§ **Goal of the exercise**: A faithful copy of every entry is the goal; keep the images out of it.

Source records:
________________________________________
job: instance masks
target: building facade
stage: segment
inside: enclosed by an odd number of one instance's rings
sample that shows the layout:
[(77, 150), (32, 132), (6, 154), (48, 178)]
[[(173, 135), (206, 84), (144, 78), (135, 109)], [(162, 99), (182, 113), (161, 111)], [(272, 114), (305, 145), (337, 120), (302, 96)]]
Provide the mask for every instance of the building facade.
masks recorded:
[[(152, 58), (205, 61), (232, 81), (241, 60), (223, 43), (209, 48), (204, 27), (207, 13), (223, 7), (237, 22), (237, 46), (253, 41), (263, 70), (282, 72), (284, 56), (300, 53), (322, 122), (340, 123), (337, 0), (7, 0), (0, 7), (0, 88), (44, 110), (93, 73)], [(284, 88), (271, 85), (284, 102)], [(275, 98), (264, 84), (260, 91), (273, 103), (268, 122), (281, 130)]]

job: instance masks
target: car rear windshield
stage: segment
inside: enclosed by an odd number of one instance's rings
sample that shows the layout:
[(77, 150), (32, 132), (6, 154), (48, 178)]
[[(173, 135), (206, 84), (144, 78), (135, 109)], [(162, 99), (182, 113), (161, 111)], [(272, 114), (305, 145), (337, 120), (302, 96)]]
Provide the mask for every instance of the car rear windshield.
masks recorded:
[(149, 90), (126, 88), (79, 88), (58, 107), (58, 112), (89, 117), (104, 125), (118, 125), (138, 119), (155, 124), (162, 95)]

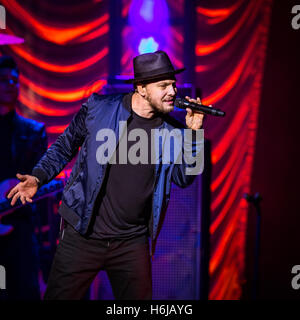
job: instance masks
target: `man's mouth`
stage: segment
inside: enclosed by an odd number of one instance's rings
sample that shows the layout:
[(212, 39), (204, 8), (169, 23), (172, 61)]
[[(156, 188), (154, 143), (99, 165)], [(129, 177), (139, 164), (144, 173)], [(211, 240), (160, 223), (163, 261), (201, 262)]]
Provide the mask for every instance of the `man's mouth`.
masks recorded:
[(164, 100), (164, 102), (166, 102), (169, 105), (173, 105), (174, 104), (174, 99), (171, 100)]

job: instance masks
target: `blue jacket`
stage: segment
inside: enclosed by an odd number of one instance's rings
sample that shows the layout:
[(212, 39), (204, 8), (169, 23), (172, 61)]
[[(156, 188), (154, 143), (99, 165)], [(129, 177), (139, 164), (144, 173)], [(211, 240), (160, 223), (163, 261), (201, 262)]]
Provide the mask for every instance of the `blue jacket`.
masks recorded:
[[(80, 147), (63, 191), (59, 212), (82, 235), (87, 232), (107, 167), (107, 164), (99, 164), (96, 159), (97, 148), (101, 145), (101, 142), (96, 141), (96, 135), (101, 128), (109, 128), (119, 137), (119, 121), (126, 121), (131, 114), (131, 110), (126, 109), (122, 103), (123, 97), (124, 94), (93, 94), (32, 171), (32, 174), (40, 179), (41, 185), (48, 183), (72, 160)], [(179, 124), (174, 120), (165, 116), (160, 128), (174, 129)], [(203, 153), (203, 139), (197, 142), (193, 140), (192, 149), (193, 154)], [(164, 164), (162, 154), (158, 154), (158, 158), (159, 163), (155, 165), (152, 217), (149, 221), (152, 254), (170, 199), (171, 182), (186, 187), (195, 178), (195, 175), (185, 174), (185, 168), (191, 165), (184, 161), (182, 164)], [(200, 171), (203, 171), (203, 165)]]

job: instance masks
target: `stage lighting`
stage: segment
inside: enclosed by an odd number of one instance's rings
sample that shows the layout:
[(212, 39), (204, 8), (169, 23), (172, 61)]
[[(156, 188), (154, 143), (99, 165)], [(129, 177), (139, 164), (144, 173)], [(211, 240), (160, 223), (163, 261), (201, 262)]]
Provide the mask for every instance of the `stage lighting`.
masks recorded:
[[(140, 54), (163, 50), (164, 31), (169, 27), (169, 9), (165, 0), (132, 0), (129, 9), (131, 42)], [(166, 32), (165, 32), (166, 33)]]
[(155, 41), (153, 37), (147, 39), (143, 38), (139, 45), (139, 53), (149, 53), (158, 50), (159, 44)]

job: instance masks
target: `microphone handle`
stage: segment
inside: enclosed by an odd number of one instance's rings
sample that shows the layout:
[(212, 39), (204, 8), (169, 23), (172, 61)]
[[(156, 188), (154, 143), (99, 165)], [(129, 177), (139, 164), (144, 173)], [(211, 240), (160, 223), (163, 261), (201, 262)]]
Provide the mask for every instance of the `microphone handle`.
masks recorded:
[[(177, 101), (176, 101), (177, 102)], [(181, 109), (190, 108), (194, 111), (200, 111), (206, 114), (210, 114), (217, 117), (224, 117), (225, 112), (216, 108), (205, 106), (204, 104), (198, 104), (194, 102), (189, 102), (185, 99), (178, 99), (178, 102), (175, 102), (175, 106)]]
[(211, 114), (213, 116), (217, 116), (217, 117), (224, 117), (225, 116), (225, 112), (221, 111), (219, 109), (215, 109), (215, 108), (211, 108), (209, 106), (205, 106), (204, 104), (197, 104), (197, 103), (193, 103), (190, 102), (190, 106), (189, 106), (192, 110), (194, 109), (195, 111), (201, 111), (203, 113), (207, 113), (207, 114)]

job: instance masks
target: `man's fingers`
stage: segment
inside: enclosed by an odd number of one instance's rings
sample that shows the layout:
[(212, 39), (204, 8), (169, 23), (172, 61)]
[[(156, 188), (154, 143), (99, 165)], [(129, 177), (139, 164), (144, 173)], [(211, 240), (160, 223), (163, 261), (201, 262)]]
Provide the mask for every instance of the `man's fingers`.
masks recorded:
[(18, 199), (20, 198), (20, 201), (22, 202), (23, 205), (26, 204), (26, 202), (32, 203), (32, 199), (30, 197), (26, 197), (26, 196), (21, 196), (19, 192), (17, 192), (12, 200), (11, 200), (11, 206), (14, 206), (16, 204), (16, 202), (18, 201)]
[(26, 204), (25, 196), (21, 196), (21, 197), (20, 197), (20, 200), (21, 200), (21, 202), (22, 202), (23, 205)]
[(185, 96), (185, 99), (188, 100), (189, 102), (195, 102), (195, 103), (197, 103), (197, 100), (196, 100), (196, 99), (192, 99), (192, 98), (190, 98), (189, 96)]
[(27, 202), (32, 203), (32, 199), (30, 199), (30, 198), (28, 198), (28, 197), (26, 197), (25, 199), (26, 199)]
[(17, 186), (12, 188), (9, 192), (9, 194), (7, 195), (7, 198), (10, 199), (16, 192), (18, 191)]
[(17, 192), (14, 196), (13, 196), (13, 198), (12, 198), (12, 200), (11, 200), (11, 206), (14, 206), (15, 205), (15, 203), (17, 202), (17, 200), (18, 200), (18, 198), (19, 198), (19, 192)]
[(25, 174), (23, 175), (23, 174), (17, 173), (16, 177), (21, 181), (25, 181), (26, 180), (26, 175)]
[(191, 116), (191, 115), (193, 114), (193, 111), (192, 111), (191, 108), (186, 108), (185, 110), (186, 110), (186, 112), (188, 113), (188, 115)]
[(201, 104), (201, 99), (199, 97), (197, 97), (197, 99), (191, 99), (189, 96), (185, 96), (185, 99), (190, 102), (195, 102), (195, 103)]

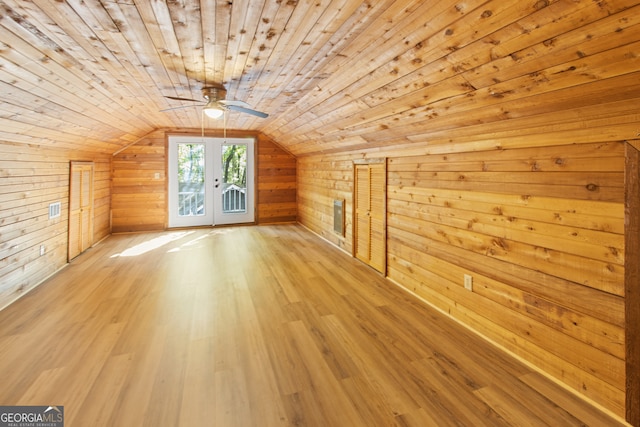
________________________________________
§ **Solved problem**:
job: instance masks
target: building facade
stage: segment
inside: enclosed by an odd number of one instance's rings
sample that shows the layout:
[(77, 150), (32, 132), (6, 154), (48, 178)]
[[(173, 135), (206, 84), (144, 78), (135, 109)], [(162, 99), (182, 113), (161, 111)], [(272, 114), (305, 145), (337, 120), (302, 96)]]
Provide the mask for every instance of the building facade.
masks recorded:
[[(152, 58), (205, 61), (232, 81), (241, 60), (223, 43), (209, 48), (204, 27), (207, 13), (223, 7), (237, 22), (237, 46), (253, 41), (263, 70), (282, 72), (284, 56), (300, 53), (322, 122), (340, 123), (337, 0), (7, 0), (0, 7), (0, 88), (44, 110), (93, 73)], [(284, 88), (271, 85), (284, 102)], [(275, 98), (264, 84), (260, 91), (273, 103), (268, 122), (281, 130)]]

job: instance masks
target: car rear windshield
stage: segment
inside: enclosed by an odd number of one instance's rings
sample that shows the layout:
[(77, 150), (32, 132), (6, 154), (48, 178)]
[[(173, 135), (206, 84), (144, 78), (135, 109)], [(162, 99), (182, 113), (161, 111)], [(272, 114), (305, 145), (337, 120), (302, 96)]]
Provide the mask for every instance of the car rear windshield.
masks recorded:
[(149, 90), (126, 88), (79, 88), (58, 107), (58, 112), (89, 117), (104, 125), (118, 125), (138, 119), (155, 124), (162, 95)]

job: instance masks
target: `man's mouth`
stage: segment
inside: enclosed by an odd number of one instance's rings
sample that shows the layout:
[(212, 39), (204, 8), (169, 23), (172, 61)]
[[(156, 188), (154, 143), (99, 165)], [(129, 177), (139, 164), (144, 173)], [(211, 240), (160, 223), (163, 261), (201, 262)]]
Provide the mask for every instance of the `man's mouth`.
masks recorded:
[(164, 100), (164, 102), (166, 102), (169, 105), (173, 105), (174, 104), (174, 99), (171, 100)]

job: instance masks
target: `blue jacket`
stage: segment
inside: enclosed by an odd number of one instance's rings
sample that shows the layout:
[(212, 39), (204, 8), (169, 23), (172, 61)]
[[(156, 188), (154, 143), (99, 165)], [(129, 177), (139, 164), (144, 173)], [(211, 240), (160, 223), (163, 261), (201, 262)]]
Provide the mask for every instance of the `blue jacket`.
masks recorded:
[[(80, 147), (63, 191), (59, 212), (82, 235), (87, 232), (107, 167), (107, 164), (99, 164), (96, 159), (97, 148), (101, 145), (101, 142), (96, 141), (96, 135), (101, 128), (109, 128), (119, 137), (119, 121), (126, 121), (131, 114), (131, 110), (126, 109), (122, 103), (123, 97), (124, 94), (93, 94), (32, 171), (32, 174), (40, 179), (41, 185), (48, 183), (72, 160)], [(179, 124), (174, 120), (165, 116), (160, 128), (174, 129)], [(203, 153), (203, 139), (197, 142), (193, 140), (192, 149), (193, 154)], [(164, 164), (162, 154), (158, 154), (158, 158), (159, 163), (155, 165), (152, 217), (149, 221), (152, 254), (170, 199), (171, 182), (186, 187), (195, 178), (195, 175), (185, 174), (185, 168), (191, 165), (184, 161), (182, 164)], [(200, 171), (203, 171), (203, 165)]]

job: instance masks
target: `stage lighting`
stage: segment
inside: enclosed by an odd number of one instance's rings
sample that shows the layout:
[(212, 39), (204, 8), (169, 23), (172, 61)]
[[(156, 188), (154, 143), (99, 165)], [(129, 177), (139, 164), (144, 173)], [(211, 240), (160, 223), (163, 261), (201, 262)]]
Provide the mask for every instance of the `stage lighting`.
masks recorded:
[[(140, 54), (163, 50), (164, 31), (169, 27), (169, 9), (165, 0), (132, 0), (129, 9), (131, 42)], [(166, 32), (165, 32), (166, 33)]]
[(155, 41), (153, 37), (147, 39), (143, 38), (139, 45), (139, 53), (149, 53), (158, 50), (159, 44)]

job: instance masks
target: `microphone handle`
stage: segment
inside: enclosed by an odd number of one instance's rings
sample that shows the layout:
[(212, 39), (204, 8), (169, 23), (172, 61)]
[[(156, 188), (154, 143), (99, 165)], [(129, 177), (139, 164), (144, 173)], [(211, 240), (160, 223), (163, 261), (201, 262)]]
Provide the mask for every instance of the `microphone handle`.
masks recorded:
[[(177, 101), (176, 101), (177, 102)], [(181, 109), (190, 108), (194, 111), (200, 111), (206, 114), (210, 114), (217, 117), (224, 117), (225, 112), (216, 108), (205, 106), (204, 104), (198, 104), (194, 102), (189, 102), (185, 99), (178, 99), (178, 102), (175, 102), (175, 106)]]
[(211, 114), (213, 116), (217, 116), (217, 117), (224, 117), (225, 116), (225, 112), (221, 111), (219, 109), (215, 109), (215, 108), (211, 108), (209, 106), (205, 106), (204, 104), (197, 104), (197, 103), (193, 103), (190, 102), (190, 106), (189, 106), (192, 110), (194, 109), (195, 111), (201, 111), (203, 113), (207, 113), (207, 114)]

job: instance masks
target: `man's fingers`
stage: segment
inside: enclosed by an odd number of one instance's rings
sample that shows the layout:
[(212, 39), (204, 8), (169, 23), (172, 61)]
[[(156, 188), (154, 143), (99, 165)], [(129, 177), (139, 164), (144, 173)], [(211, 240), (160, 223), (163, 261), (201, 262)]]
Provide the mask for every instance of the `man's fingers`.
masks recorded:
[(18, 199), (20, 198), (20, 201), (22, 202), (23, 205), (26, 204), (26, 202), (32, 203), (32, 199), (30, 197), (26, 197), (26, 196), (21, 196), (19, 192), (17, 192), (12, 200), (11, 200), (11, 206), (14, 206), (16, 204), (16, 202), (18, 201)]
[(26, 204), (25, 196), (21, 196), (21, 197), (20, 197), (20, 200), (21, 200), (21, 202), (22, 202), (23, 205)]
[(185, 96), (185, 99), (188, 100), (189, 102), (195, 102), (195, 103), (197, 103), (197, 100), (196, 100), (196, 99), (192, 99), (192, 98), (190, 98), (189, 96)]
[(27, 202), (32, 203), (32, 199), (30, 199), (30, 198), (28, 198), (28, 197), (26, 197), (25, 199), (26, 199)]
[(17, 186), (12, 188), (9, 192), (9, 194), (7, 195), (7, 198), (10, 199), (16, 192), (18, 191)]
[(17, 192), (14, 196), (13, 196), (13, 198), (12, 198), (12, 200), (11, 200), (11, 206), (14, 206), (15, 205), (15, 203), (17, 202), (17, 200), (18, 200), (18, 198), (19, 198), (19, 192)]
[(25, 174), (23, 175), (23, 174), (17, 173), (16, 177), (21, 181), (25, 181), (26, 180), (26, 175)]
[(191, 116), (191, 115), (193, 114), (193, 111), (192, 111), (191, 108), (186, 108), (185, 110), (186, 110), (186, 112), (188, 113), (188, 115)]
[(201, 104), (201, 99), (199, 97), (197, 97), (197, 99), (191, 99), (189, 96), (185, 96), (185, 99), (190, 102), (195, 102), (195, 103)]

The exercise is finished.